#### [TASK]
The text below describes the Drug and Alcohol Office's SIMS2 application. List every client detail that it says the SIMS2 database includes.

The Drug and Alcohol Office (DAO) plays an important role in the prevention, treatment, education and training and research into drug and alcohol consumption across Western Australia.
DAO’s treatment and counselling services means that it collects confidential information regarding medical diagnosis, treatment and prescriptions. Staff use paper based client records, and later transfer this information to an application that manages and records this sensitive information.
In 2010, DAO released a new version of the application, known as Services Information Management System 2 (SIMS2). DAO developed the application in house, closely modelling it on DAO’s existing processes and work practices. Key stakeholders have reported that the application suits their needs. The application holds records of approximately 240 000 clients across the state who are dealing with drug and alcohol issues.
DAO’s role in managing its clients requires some staff to have access to the SIMS2 application. This includes doctors, nurses, psychologists and pharmacists. Securing this information is an important obligation on DAO.
DAO are also required to submit data to the Australian Institute of Health and Welfare (AIHW) as part of the Alcohol and Other Drug Treatment Services National Minimum Data Set (AODTS NMDS). SIMS2 allows DAO to ensure that the mandatory reporting data is collected and accurate. The AIHW use this data to report annually on Alcohol and other drug treatment services in Australia. Information from these reports helps to inform national strategies on drug and alcohol abuse.
SIMS2 assists DAO to record client information and perform its core business efficiently. The ability to access client information readily and store records electronically helps staff to manage client’s needs.
However, inadequate access and other security controls over confidential client information leaves the system vulnerable to improper disclosure.
DAO could also improve its server room environment and disaster recovery testing to minimise the risk of system outages and ensure ongoing operations.
Security of electronic client records
There is inadequate protection of sensitive client information in the SIMS2 database and DAO lacks the controls needed to recognise when unauthorised access has occurred. The database includes medical information for clients including their full name, date of birth, address, contact numbers, full treatment history and medication details. Without appropriate database controls and system security, there is an increased risk of unauthorised disclosure or misuse of client information.
Some of the weaknesses we noted were:
- Access and logging of reports – DAO does not have policies or procedures that determine which system reports can be generated and by whom. All staff, regardless of their role have access to confidential client information through the SIMS2 reporting functions. DAO does not log who runs reports or their SIMS2 download activity. This means DAO cannot detect improper access to the information. For example, a staff member could export client records and save or store these to external devices without DAO’s knowledge.
- IT team access is unrestricted – Information in SIMS2 is copied between the test, production and live environments of the application. This means that the IT team members had broader access to the information than is needed. IT staff were able to read, delete or alter the client history and information undetected across all environments.
- System security – Essential security controls are not in place. For example, we found weak passwords for accessing the database and multiple temporary accounts. DAO does not install the recommended security updates to the SIMS2 database to help protect its confidential information from cyber-threats and malware.
Controls to ensure ongoing operations
DAO has identified SIMS2 as critical to their day-to-day functions. If SIMS2 is unavailable for longer than 24 hours, client treatment may be impacted. DAO has developed IT Disaster Recovery Plans to restore service operations in the event of a serious incident. However, DAO has not tested these plans since 2010 to ensure they are still suitable.

#### [EXCERPTED RECORDS]
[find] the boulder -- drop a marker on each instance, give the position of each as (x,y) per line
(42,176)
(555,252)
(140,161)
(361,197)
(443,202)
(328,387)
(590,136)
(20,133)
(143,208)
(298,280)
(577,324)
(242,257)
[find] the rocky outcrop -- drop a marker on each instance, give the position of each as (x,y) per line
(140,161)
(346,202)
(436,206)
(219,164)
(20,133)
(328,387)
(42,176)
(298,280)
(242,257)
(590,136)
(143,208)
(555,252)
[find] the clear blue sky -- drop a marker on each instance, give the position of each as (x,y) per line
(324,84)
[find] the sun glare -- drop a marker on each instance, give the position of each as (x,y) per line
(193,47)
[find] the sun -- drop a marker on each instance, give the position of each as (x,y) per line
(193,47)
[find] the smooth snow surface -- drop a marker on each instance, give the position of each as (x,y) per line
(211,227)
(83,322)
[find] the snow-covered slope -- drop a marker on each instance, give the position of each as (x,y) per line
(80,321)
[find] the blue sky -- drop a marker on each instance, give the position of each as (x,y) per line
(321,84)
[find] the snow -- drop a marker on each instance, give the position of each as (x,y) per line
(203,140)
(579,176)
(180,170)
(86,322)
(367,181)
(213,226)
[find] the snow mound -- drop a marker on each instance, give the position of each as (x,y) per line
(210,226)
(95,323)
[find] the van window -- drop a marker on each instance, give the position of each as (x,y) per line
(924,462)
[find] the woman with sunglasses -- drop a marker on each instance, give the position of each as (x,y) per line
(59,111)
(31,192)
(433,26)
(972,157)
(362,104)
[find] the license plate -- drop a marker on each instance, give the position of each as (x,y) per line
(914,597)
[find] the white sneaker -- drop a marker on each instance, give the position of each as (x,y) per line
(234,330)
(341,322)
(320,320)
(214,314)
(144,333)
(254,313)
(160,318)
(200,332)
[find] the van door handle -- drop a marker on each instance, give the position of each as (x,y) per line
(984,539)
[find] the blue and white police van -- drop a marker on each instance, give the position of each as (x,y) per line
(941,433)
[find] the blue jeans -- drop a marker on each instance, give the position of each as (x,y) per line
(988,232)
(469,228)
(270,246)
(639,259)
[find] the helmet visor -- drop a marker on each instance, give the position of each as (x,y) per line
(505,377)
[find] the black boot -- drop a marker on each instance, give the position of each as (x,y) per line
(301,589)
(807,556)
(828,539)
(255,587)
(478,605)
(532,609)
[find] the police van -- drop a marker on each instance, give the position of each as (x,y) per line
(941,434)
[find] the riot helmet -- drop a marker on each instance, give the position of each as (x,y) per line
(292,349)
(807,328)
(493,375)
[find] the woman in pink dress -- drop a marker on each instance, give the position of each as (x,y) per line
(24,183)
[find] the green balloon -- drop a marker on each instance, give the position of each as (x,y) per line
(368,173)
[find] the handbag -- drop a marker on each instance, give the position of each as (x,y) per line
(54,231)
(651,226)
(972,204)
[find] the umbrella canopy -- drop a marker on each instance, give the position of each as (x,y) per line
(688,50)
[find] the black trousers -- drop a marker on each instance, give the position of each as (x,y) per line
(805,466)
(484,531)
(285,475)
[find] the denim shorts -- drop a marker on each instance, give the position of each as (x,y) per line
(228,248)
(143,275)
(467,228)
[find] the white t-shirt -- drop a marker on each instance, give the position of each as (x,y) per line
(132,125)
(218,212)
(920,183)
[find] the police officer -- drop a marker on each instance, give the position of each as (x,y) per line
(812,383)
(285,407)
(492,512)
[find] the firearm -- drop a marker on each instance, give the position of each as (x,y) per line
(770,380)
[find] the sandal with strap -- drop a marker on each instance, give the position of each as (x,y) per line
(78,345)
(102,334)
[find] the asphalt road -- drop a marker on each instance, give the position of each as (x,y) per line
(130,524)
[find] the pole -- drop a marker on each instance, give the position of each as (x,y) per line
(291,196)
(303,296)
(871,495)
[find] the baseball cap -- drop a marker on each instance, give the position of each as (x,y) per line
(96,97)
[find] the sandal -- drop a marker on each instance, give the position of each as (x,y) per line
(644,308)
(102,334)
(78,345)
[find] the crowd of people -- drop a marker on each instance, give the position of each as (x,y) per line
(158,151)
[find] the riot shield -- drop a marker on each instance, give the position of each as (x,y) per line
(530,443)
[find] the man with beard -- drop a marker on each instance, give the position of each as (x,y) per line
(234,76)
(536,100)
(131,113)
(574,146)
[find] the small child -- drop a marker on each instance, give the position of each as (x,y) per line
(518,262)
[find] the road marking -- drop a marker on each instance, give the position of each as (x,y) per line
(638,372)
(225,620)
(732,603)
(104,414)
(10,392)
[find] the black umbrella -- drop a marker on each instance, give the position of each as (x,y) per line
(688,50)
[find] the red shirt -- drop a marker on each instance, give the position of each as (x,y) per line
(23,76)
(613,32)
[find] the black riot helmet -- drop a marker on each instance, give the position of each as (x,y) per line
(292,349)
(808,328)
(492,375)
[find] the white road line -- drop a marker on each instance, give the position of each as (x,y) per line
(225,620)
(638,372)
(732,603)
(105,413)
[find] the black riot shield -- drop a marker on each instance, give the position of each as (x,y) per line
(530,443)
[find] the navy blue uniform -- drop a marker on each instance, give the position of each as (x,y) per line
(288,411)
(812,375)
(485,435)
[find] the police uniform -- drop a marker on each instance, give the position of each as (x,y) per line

#### [ANSWER FOR THE TASK]
- Full name
- Date of birth
- Address
- Contact numbers
- Full treatment history
- Medication details